→ **TASK DETAILS**: Only one stretch of the listing below is wanted. Give it again exactly, from the line with "</instance>" through the line with "positive clicks: (128, 450)".
*** RECORD EXTRACTS ***
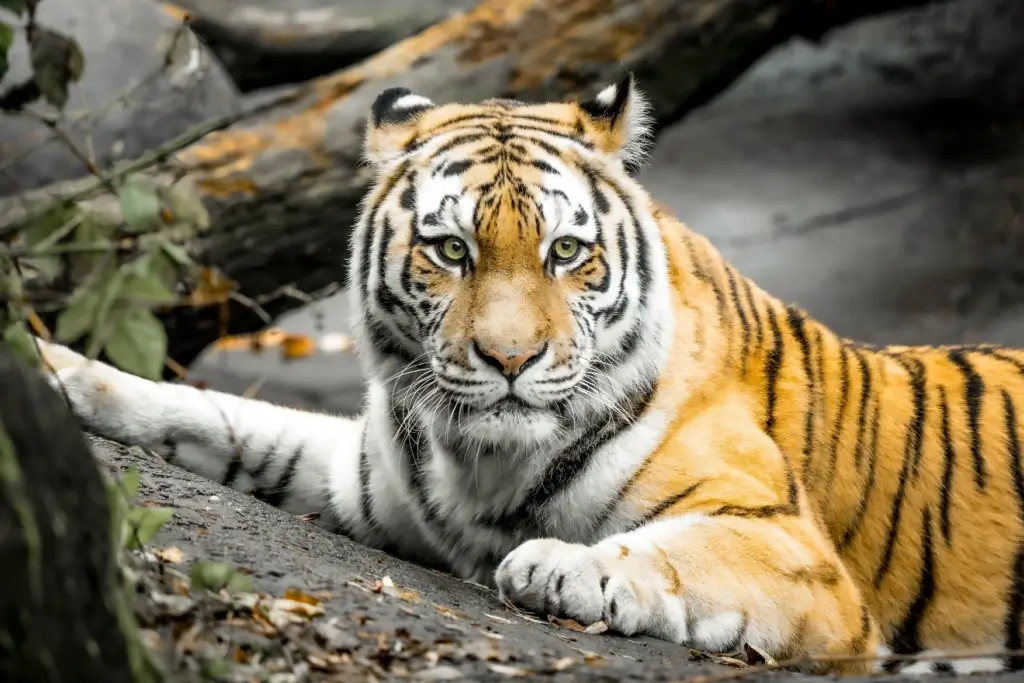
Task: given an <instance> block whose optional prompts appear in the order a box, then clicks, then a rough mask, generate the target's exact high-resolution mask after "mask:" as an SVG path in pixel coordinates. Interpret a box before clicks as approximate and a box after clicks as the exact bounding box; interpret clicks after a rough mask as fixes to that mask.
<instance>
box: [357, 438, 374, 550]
mask: <svg viewBox="0 0 1024 683" xmlns="http://www.w3.org/2000/svg"><path fill="white" fill-rule="evenodd" d="M366 430H367V427H366V426H364V428H362V441H361V443H360V446H359V512H360V513H361V514H362V520H364V521H365V522H366V523H367V526H369V527H370V528H371V529H372V530H376V529H377V528H378V524H377V518H376V517H375V516H374V501H373V498H372V497H371V495H370V458H369V457H368V456H367V431H366Z"/></svg>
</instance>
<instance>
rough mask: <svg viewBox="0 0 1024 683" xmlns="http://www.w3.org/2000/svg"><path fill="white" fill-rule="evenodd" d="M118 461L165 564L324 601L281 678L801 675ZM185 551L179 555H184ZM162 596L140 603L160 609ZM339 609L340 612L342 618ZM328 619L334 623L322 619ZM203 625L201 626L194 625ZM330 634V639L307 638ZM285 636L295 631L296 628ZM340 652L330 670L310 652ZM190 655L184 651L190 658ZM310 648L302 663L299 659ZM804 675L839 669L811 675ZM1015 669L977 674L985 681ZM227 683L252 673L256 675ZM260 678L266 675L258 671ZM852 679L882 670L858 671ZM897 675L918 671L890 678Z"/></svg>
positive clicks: (128, 450) (288, 679) (262, 591)
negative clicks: (866, 674)
mask: <svg viewBox="0 0 1024 683" xmlns="http://www.w3.org/2000/svg"><path fill="white" fill-rule="evenodd" d="M89 441H90V444H91V445H92V447H93V451H94V453H95V454H96V456H97V458H98V459H99V461H100V463H102V464H103V465H104V466H105V467H108V468H109V469H110V470H111V471H112V472H114V473H119V472H123V471H124V470H125V469H127V468H128V467H130V466H132V465H135V466H137V467H138V468H139V474H140V485H139V493H138V499H137V500H136V503H137V504H139V505H146V506H148V505H157V506H168V507H172V508H173V509H174V515H173V517H171V519H170V521H169V522H168V523H167V524H166V525H165V526H164V527H163V528H162V529H161V531H160V532H159V533H158V535H157V536H156V538H155V539H154V540H153V541H152V542H150V543H148V544H147V550H150V551H151V552H157V553H160V554H163V555H165V556H168V557H172V558H173V559H174V560H175V561H173V562H170V563H168V564H167V565H166V566H167V567H169V569H168V570H177V571H180V572H181V573H183V574H187V573H188V566H189V565H190V564H191V563H193V562H195V561H196V560H197V559H202V560H206V561H210V560H213V561H221V562H228V563H230V564H232V565H234V566H236V567H238V568H239V569H240V570H242V571H245V572H247V573H249V572H251V573H250V580H251V582H252V585H253V589H254V590H255V591H256V592H258V593H261V594H266V595H269V596H274V597H283V596H286V594H288V592H289V591H290V590H294V591H299V592H300V593H302V594H305V595H314V596H317V597H318V598H319V599H322V602H321V603H319V606H322V607H323V612H324V613H323V614H321V615H316V616H315V617H314V618H313V625H312V627H313V628H311V629H309V630H308V631H303V630H302V629H297V630H296V632H295V633H294V634H293V635H292V636H291V637H292V638H293V639H294V640H295V641H296V644H295V645H294V647H295V648H300V649H302V650H304V656H303V657H295V659H296V660H294V661H292V664H291V667H292V669H294V671H297V672H301V673H303V675H305V676H307V678H302V677H299V676H289V675H281V674H279V675H278V677H276V678H266V679H262V680H268V681H272V683H300V682H301V681H303V680H309V681H329V680H330V681H339V682H341V681H344V682H345V683H348V682H349V681H351V682H353V683H354V682H355V681H364V680H366V681H375V680H377V681H385V680H395V681H397V680H429V681H436V680H470V681H502V680H506V679H515V680H543V681H593V682H595V683H599V682H601V681H608V682H611V681H651V682H654V681H687V682H688V683H719V682H724V681H729V680H736V679H737V678H741V680H751V681H764V680H768V679H771V678H778V677H793V676H796V674H787V673H784V672H763V671H759V670H758V669H757V668H750V669H740V668H737V667H731V666H727V665H723V664H716V663H714V661H709V660H708V658H707V657H705V656H701V655H699V654H698V653H694V652H692V651H691V650H689V649H687V648H685V647H681V646H678V645H675V644H673V643H669V642H666V641H660V640H655V639H652V638H646V637H643V638H626V637H622V636H616V635H612V634H607V633H604V634H587V633H581V632H579V631H575V630H572V629H571V628H565V627H564V626H558V625H555V624H551V623H547V622H546V621H542V620H541V618H539V617H538V615H535V614H528V613H524V612H522V611H520V610H518V609H515V608H512V607H510V606H507V605H505V604H503V603H502V602H500V601H499V600H498V596H497V593H496V592H494V591H492V590H489V589H486V588H483V587H481V586H479V585H476V584H471V583H467V582H463V581H460V580H458V579H455V578H454V577H451V575H449V574H445V573H440V572H437V571H433V570H431V569H426V568H424V567H421V566H418V565H415V564H411V563H409V562H404V561H401V560H399V559H396V558H394V557H392V556H390V555H387V554H385V553H382V552H379V551H377V550H374V549H371V548H368V547H366V546H362V545H359V544H357V543H354V542H352V541H350V540H348V539H346V538H345V537H341V536H337V535H333V533H330V532H328V531H325V530H323V529H321V528H318V527H316V526H314V525H313V524H311V523H309V522H308V521H304V520H303V519H301V518H299V517H295V516H292V515H290V514H288V513H285V512H283V511H281V510H279V509H276V508H273V507H270V506H268V505H266V504H264V503H262V502H260V501H257V500H256V499H254V498H251V497H249V496H245V495H243V494H240V493H238V492H234V490H232V489H229V488H225V487H223V486H221V485H220V484H218V483H216V482H214V481H210V480H208V479H204V478H201V477H198V476H195V475H193V474H189V473H188V472H185V471H184V470H181V469H179V468H177V467H175V466H172V465H167V464H166V463H164V462H163V461H162V460H160V459H159V458H158V457H156V456H154V455H152V454H146V453H143V452H142V451H141V450H139V449H125V447H123V446H120V445H118V444H115V443H111V442H109V441H104V440H101V439H98V438H95V437H89ZM178 551H180V554H179V553H178ZM152 609H153V605H148V606H146V607H145V608H143V610H142V611H151V610H152ZM332 620H335V621H332ZM197 623H199V624H200V627H202V629H204V630H205V633H202V632H193V631H191V630H190V629H185V628H184V627H183V626H179V627H178V628H168V629H164V630H163V631H161V632H160V633H161V635H162V639H163V640H164V642H163V643H162V647H163V648H174V646H175V644H176V645H177V650H178V652H177V656H178V657H181V656H182V653H181V650H182V648H184V647H185V646H184V645H183V644H182V643H183V642H184V640H185V639H186V638H187V639H190V642H203V641H204V640H206V641H210V640H217V641H219V643H218V644H219V646H220V647H221V650H223V649H224V648H225V647H226V651H227V652H228V653H230V652H233V651H234V650H236V649H237V648H238V647H242V648H243V649H246V650H250V649H252V648H254V647H255V648H266V649H268V650H269V649H271V648H272V646H273V643H271V642H269V641H272V640H275V639H276V640H279V641H280V640H282V639H285V638H286V636H285V635H279V636H278V637H276V638H274V637H271V638H267V637H266V636H265V635H259V634H254V633H253V632H252V631H250V630H249V629H247V628H241V627H239V626H238V624H239V623H242V624H246V623H248V622H247V621H246V620H238V618H236V620H234V621H233V623H232V622H230V621H229V620H228V617H227V616H223V615H222V616H221V617H219V620H207V621H205V622H197ZM325 624H330V627H325V626H324V625H325ZM191 626H193V627H195V628H197V629H198V628H199V627H196V624H195V623H194V624H191ZM325 628H330V629H331V630H332V631H333V634H334V635H333V636H332V638H331V640H333V644H331V643H325V641H324V639H319V640H318V641H317V640H316V639H314V638H312V637H309V636H307V635H306V634H307V633H310V632H313V631H317V630H318V631H319V633H323V632H324V629H325ZM286 633H287V631H286ZM332 652H333V653H335V655H336V656H337V652H344V655H343V657H342V658H343V659H344V661H343V663H341V664H338V665H337V668H336V669H335V673H334V674H328V673H326V672H325V671H324V670H317V669H316V667H315V666H313V667H310V666H309V665H308V663H309V661H313V663H316V661H321V660H326V659H328V658H329V655H330V654H331V653H332ZM186 655H187V653H185V656H186ZM298 659H302V660H298ZM800 678H801V680H805V681H815V680H822V681H824V680H833V679H830V678H828V679H826V678H825V677H814V676H801V677H800ZM996 679H998V680H1010V676H989V677H985V676H977V677H972V679H971V680H972V681H974V682H975V683H986V682H987V681H989V680H996ZM219 680H227V681H231V680H237V681H247V682H248V681H252V680H254V679H253V678H251V677H239V678H233V679H232V678H230V677H229V676H225V677H224V678H222V679H219ZM255 680H260V679H255ZM844 680H848V681H850V683H860V682H861V681H868V680H877V679H873V678H867V677H864V678H856V677H851V678H849V679H844ZM886 680H887V681H892V682H893V683H900V682H901V681H910V680H918V679H913V678H912V677H898V676H890V677H887V678H886Z"/></svg>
***
→ **RESULT OF THIS EXERCISE**:
</instance>
<instance>
rough mask: <svg viewBox="0 0 1024 683" xmlns="http://www.w3.org/2000/svg"><path fill="white" fill-rule="evenodd" d="M118 461L165 564L324 601L281 678L801 675ZM185 551L179 555H184ZM162 596L140 603L160 609ZM339 609L340 612L342 618ZM328 619L334 623L322 619ZM203 625L201 626L194 625ZM330 634V639L307 638ZM285 636L295 631L296 628ZM340 652L330 670L310 652ZM190 655L184 651L190 658ZM310 648L302 663L299 659ZM804 675L839 669L811 675ZM1015 669L977 674L985 681ZM227 683L252 673L256 675ZM260 678L266 675L258 671ZM852 679L882 670L858 671ZM897 675L918 671L890 678Z"/></svg>
positive clicks: (128, 450) (288, 679) (262, 591)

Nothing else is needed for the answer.